● **Assignment**: Everything in the records below should be printed exactly, except the pictures.

● **Data**:
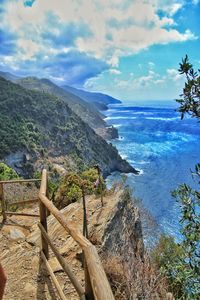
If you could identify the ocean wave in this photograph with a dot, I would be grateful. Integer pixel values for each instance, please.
(118, 118)
(162, 118)
(117, 125)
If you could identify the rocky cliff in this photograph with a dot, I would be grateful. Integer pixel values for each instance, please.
(39, 129)
(113, 228)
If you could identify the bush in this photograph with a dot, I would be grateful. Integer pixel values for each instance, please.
(7, 173)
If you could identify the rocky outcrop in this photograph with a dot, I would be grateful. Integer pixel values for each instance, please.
(108, 133)
(38, 129)
(122, 236)
(113, 228)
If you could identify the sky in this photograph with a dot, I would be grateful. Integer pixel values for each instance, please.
(129, 49)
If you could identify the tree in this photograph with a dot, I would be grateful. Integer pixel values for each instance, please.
(182, 267)
(190, 98)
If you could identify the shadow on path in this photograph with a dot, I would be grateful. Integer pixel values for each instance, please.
(44, 285)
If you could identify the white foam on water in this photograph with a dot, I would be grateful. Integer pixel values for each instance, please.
(163, 119)
(120, 118)
(117, 125)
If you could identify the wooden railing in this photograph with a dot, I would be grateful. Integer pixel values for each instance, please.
(96, 283)
(4, 211)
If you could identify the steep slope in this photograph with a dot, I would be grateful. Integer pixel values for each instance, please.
(87, 112)
(100, 100)
(39, 128)
(9, 76)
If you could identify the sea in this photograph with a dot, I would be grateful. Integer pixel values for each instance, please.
(165, 149)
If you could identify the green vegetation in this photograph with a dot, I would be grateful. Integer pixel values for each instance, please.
(73, 184)
(6, 173)
(180, 263)
(87, 112)
(190, 98)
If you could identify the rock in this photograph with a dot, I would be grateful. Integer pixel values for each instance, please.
(29, 289)
(55, 265)
(16, 234)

● **The answer**:
If you could identify the ocean wave in this photograph with a dot, I would be grateful. Integer pixel values for each instance, please.
(118, 118)
(162, 118)
(117, 125)
If you could identify the rocky cliff in this photograph with a dot, I would be grateful. Integer pixel values for each instance, please.
(39, 129)
(113, 228)
If you could identify the bush in this photograph with a dot, I would be grateful. Integer pixel values for each instance, please.
(7, 173)
If you could identify the rocky outcrop in this photograph with a dot, I would be grateful. Integer pixel values for each instance, please.
(108, 133)
(38, 129)
(122, 236)
(113, 228)
If you could identify the sky in this photograph with a dot, I would be grateful. Integer pixel values for each instance, please.
(129, 49)
If you could identify the tree in this photograph with a dot, I would be grateful. Integer pixel values for each instance, please.
(182, 267)
(190, 98)
If you could identify the shadow on path in this photograph with a dot, I would be grateful. Integer pixel values for each instance, please.
(44, 285)
If you could identify the white foam on water in this photograph with a dot, I would be grateful. Integer pixel values for each instance, please.
(163, 119)
(120, 118)
(117, 125)
If you could identify the wooden railing in this photograph with a dot, I would be grateful. Integer pixel values for each instance, please.
(96, 283)
(4, 211)
If you could identify the steep slope in this photograph with a dot, I would be grateful. Integer pixel values for each instance, please.
(87, 112)
(100, 100)
(39, 128)
(9, 76)
If you could identify the sea in this photograph with a dot, I would be grateful. Integer pixel values for each instance, please.
(165, 149)
If you could identify the green vegetation in this photograph with a dot, I would be grateful. Integer pixel values for each instance, please.
(73, 184)
(6, 173)
(180, 263)
(87, 112)
(190, 98)
If you could identify the rock in this photograph with a dot, I would be grateful. Integer pixel values for each instance, please.
(29, 289)
(55, 265)
(16, 234)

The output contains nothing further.